_DESCRIPTION OF THE TASK:_
Quote all of the data below exactly, please.

[Point annotation dataset records]
────────────────

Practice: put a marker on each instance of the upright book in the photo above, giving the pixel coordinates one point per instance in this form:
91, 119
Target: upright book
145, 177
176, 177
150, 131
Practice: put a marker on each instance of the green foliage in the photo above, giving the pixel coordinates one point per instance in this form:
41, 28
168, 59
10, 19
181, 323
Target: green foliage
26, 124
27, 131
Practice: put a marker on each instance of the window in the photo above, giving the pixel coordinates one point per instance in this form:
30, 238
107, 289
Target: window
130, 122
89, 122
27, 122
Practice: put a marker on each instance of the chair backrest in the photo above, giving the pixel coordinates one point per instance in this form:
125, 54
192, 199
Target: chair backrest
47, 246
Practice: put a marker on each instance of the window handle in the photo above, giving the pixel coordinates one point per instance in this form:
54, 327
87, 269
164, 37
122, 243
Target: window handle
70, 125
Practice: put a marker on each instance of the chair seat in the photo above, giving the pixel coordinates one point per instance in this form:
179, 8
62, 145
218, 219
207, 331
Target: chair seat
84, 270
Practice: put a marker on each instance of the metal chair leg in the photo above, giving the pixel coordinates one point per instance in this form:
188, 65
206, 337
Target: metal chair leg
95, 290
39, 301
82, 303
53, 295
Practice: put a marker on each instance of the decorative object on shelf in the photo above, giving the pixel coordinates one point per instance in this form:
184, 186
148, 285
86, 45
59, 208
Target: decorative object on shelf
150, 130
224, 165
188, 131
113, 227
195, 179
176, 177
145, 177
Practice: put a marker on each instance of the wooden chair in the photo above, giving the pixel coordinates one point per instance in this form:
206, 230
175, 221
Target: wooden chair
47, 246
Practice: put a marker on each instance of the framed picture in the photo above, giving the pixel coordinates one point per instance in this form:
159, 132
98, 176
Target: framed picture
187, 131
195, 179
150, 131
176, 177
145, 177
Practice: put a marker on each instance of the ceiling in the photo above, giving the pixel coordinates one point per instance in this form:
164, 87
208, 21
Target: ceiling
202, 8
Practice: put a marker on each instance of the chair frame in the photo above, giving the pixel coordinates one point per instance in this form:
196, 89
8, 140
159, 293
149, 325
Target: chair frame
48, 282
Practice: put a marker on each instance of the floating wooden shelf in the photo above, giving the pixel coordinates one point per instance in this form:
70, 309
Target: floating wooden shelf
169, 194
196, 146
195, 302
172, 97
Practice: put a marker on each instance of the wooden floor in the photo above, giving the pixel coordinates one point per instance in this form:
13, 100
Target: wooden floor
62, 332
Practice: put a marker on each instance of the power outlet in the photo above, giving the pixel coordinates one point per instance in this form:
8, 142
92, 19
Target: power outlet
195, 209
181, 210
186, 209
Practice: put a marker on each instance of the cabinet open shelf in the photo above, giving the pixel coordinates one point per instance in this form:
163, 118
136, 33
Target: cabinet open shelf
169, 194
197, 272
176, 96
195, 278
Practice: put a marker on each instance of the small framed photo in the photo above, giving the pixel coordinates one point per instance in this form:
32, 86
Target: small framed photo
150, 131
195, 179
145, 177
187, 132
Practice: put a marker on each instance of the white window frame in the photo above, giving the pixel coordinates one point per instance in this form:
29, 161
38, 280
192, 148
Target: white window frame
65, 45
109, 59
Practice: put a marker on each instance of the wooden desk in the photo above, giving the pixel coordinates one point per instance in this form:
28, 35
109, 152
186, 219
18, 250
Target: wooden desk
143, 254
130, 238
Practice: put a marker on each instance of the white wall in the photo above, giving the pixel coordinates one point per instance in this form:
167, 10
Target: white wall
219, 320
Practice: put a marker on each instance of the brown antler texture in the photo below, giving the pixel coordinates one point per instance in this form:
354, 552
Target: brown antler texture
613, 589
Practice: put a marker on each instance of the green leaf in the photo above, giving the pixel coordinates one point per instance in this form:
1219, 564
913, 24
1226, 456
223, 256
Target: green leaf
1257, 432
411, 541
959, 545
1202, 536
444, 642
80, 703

────────────────

_COMPLETED EXERCISE:_
Practice: put a marker on each instance of the upright book in the photo above, giving the pixel coordinates one point per instance in this form:
91, 119
Target: upright book
145, 177
176, 177
150, 131
Practice: put a marker on each instance of the green foliage in the photo above, giving the pixel coordinates one point per instance in this form:
41, 28
168, 59
10, 19
181, 323
Target: green foliage
26, 124
27, 131
Practice: put a marker on each instance of the window in the photo above, giving the pixel coordinates one point per instance in this form:
30, 238
107, 289
Target: window
130, 122
89, 122
27, 122
Practice: put a marker on each instance of the chair backrest in the photo above, giving the pixel coordinates one point per instance in this form:
125, 54
192, 199
Target: chair backrest
47, 246
Practice: put a marker on each instance of the window handle in the photo above, giving the pixel coordinates one point per instance in this form:
54, 327
87, 269
164, 37
122, 243
Target: window handle
70, 125
Practice: put a marker on each instance of the chair seat in the photo above, giving the pixel coordinates one point per instance in this form:
179, 8
62, 145
218, 219
207, 331
Target: chair seat
84, 270
Practice: put a marker on each instance of the metal chair leg in the photo above, giving the pixel coordinates one point per instance in this form:
188, 65
206, 337
Target: metal chair leg
95, 290
39, 301
82, 303
53, 295
Practice: put a marker on each instance of the decorative object on shelf in the photo above, giving the pixel coordinates one point per instance in this form:
184, 186
148, 285
86, 45
59, 208
Target: decorative object on shelf
150, 130
224, 165
188, 131
113, 227
195, 179
176, 177
145, 177
Practice: put a marker on each instance of the wooden chair in the photo above, giving the pixel coordinates one point per instance in this form:
206, 230
175, 221
Target: wooden chair
47, 246
Practice: put a marker on each instance of the framed picture in the photo above, giving the pixel coordinates one point per instance in this form:
159, 132
98, 176
Target: framed picture
187, 131
195, 179
150, 131
176, 177
145, 177
Practice: put a marker on each instance of the ceiling in the photo above, giving the pixel coordinates one point per instance in this form:
164, 87
208, 21
Target: ceiling
202, 8
Practice: put a marker on each instance of the chair frame in the photo above, giving the pixel coordinates one point per instance in this form:
196, 89
8, 140
159, 293
149, 325
Target: chair frame
48, 282
Practice: put a marker on each instance of the floating wooden shelf in the photo above, giving the pixel coordinates one point per instance in this form:
70, 309
Target: floating wooden shelf
169, 194
196, 146
195, 302
172, 97
Practice: put a marker on each instance of the wooden floor in the photo above, giving the pixel coordinates one point per instance in this form:
13, 100
Target: wooden floor
62, 332
Practice: put a marker on each instance of the power outlet in the photo above, giving the pixel coordinates one point per instance in this form:
8, 142
92, 19
Target: power outlet
195, 209
181, 210
186, 209
Practice: put a marker on each instance of the cabinet open shelf in the photo above, giving the pixel coordinates one point per instance in this form:
163, 118
136, 33
Target: cabinet open shelf
169, 194
197, 272
176, 96
195, 278
Practice: put a marker on each instance of the small framed photo in the photo above, giving the pixel coordinates one point per instance in this form:
32, 86
Target: small framed photo
150, 131
195, 179
145, 177
187, 132
Practice: put a marker on each instance of the white window frame in the photo above, giving the pixel coordinates one point per instance in this form:
29, 161
38, 280
192, 148
Target: white window frame
65, 45
109, 59
Practice: put a marker on each instance of the wooden desk in the photo above, giving the pixel coordinates one point per instance in this form:
28, 35
109, 152
186, 219
18, 250
Target: wooden desk
143, 254
130, 238
Practice: put a marker on each instance of the white wall in the photo above, giving the pixel coordinates one point per instance in this form:
167, 10
Target: white wall
219, 320
Practice: put a marker on each instance of the brown antler texture in the photo below, giving the pixel coordinates one point per instance in this form:
354, 552
Target: brown antler texture
613, 589
Practice: put a marker on each instance of the green leaf in the photo above, giving the pixel coordinates one point per instance in this form:
1219, 564
913, 24
1226, 456
223, 256
Target: green leaf
1257, 432
411, 541
959, 545
1202, 536
444, 642
80, 703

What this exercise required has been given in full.